Scan the records for "wire" and copy each line that contains it.
[Source material Boundary: Start]
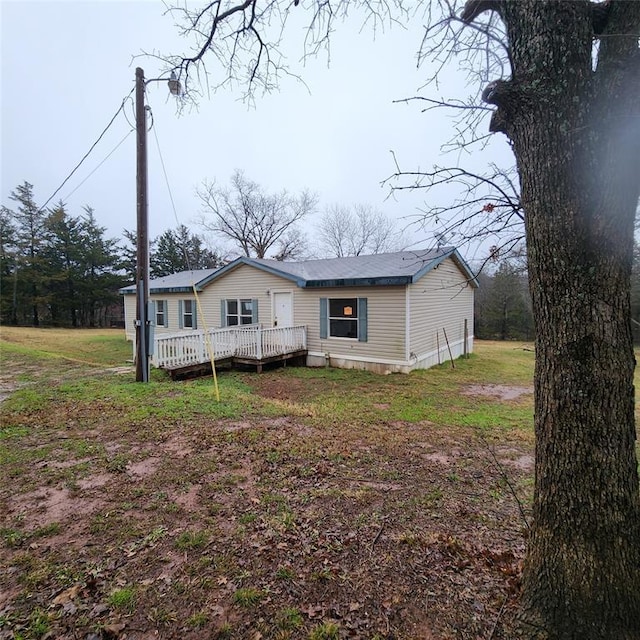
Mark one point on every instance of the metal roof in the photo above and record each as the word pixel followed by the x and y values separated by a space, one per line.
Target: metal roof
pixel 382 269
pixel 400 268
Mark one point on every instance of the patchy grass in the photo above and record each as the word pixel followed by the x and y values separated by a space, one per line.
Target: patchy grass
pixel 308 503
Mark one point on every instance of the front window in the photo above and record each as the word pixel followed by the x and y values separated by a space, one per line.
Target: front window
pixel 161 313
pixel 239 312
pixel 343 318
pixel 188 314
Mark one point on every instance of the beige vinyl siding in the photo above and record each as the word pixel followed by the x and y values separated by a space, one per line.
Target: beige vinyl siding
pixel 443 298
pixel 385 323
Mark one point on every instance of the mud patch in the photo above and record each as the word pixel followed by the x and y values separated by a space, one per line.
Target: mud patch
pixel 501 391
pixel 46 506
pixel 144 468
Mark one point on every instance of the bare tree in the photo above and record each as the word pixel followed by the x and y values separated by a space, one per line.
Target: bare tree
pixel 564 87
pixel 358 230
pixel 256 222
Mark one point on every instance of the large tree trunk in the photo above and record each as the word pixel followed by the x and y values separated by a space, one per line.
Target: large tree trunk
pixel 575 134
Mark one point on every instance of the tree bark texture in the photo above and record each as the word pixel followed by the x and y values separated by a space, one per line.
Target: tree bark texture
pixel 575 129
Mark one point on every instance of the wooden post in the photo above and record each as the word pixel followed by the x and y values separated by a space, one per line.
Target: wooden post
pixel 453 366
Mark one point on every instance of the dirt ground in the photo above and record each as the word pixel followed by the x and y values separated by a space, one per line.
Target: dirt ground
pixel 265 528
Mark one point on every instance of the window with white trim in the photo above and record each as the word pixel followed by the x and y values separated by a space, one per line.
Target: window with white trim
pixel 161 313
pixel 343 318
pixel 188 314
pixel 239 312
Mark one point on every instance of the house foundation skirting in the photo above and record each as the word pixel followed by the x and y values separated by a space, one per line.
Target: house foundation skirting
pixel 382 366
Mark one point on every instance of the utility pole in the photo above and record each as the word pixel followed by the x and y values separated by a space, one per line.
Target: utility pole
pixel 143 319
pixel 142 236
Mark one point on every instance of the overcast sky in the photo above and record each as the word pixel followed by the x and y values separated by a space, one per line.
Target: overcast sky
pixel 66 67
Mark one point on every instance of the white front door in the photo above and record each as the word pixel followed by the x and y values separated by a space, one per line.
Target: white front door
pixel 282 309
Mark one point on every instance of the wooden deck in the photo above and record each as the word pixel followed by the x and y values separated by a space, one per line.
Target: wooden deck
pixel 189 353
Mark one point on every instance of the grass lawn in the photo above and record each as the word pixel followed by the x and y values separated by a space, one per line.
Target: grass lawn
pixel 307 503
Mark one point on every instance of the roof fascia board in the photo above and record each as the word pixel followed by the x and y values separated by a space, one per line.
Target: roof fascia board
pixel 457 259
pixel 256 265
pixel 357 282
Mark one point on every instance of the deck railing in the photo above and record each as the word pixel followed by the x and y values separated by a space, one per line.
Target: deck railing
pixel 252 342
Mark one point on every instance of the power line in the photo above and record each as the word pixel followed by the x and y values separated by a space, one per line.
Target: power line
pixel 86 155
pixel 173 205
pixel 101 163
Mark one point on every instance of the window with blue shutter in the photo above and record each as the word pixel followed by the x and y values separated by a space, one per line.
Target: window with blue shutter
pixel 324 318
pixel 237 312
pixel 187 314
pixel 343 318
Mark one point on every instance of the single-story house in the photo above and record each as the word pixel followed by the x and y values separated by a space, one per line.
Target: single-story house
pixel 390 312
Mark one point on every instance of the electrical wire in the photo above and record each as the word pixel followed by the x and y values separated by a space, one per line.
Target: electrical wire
[Source material Boundary: End]
Task result =
Mark one point on every instance of the electrical wire in the photo above and record each as the word pixel followed by the x and y values separated by a space, one per line.
Target: electrical wire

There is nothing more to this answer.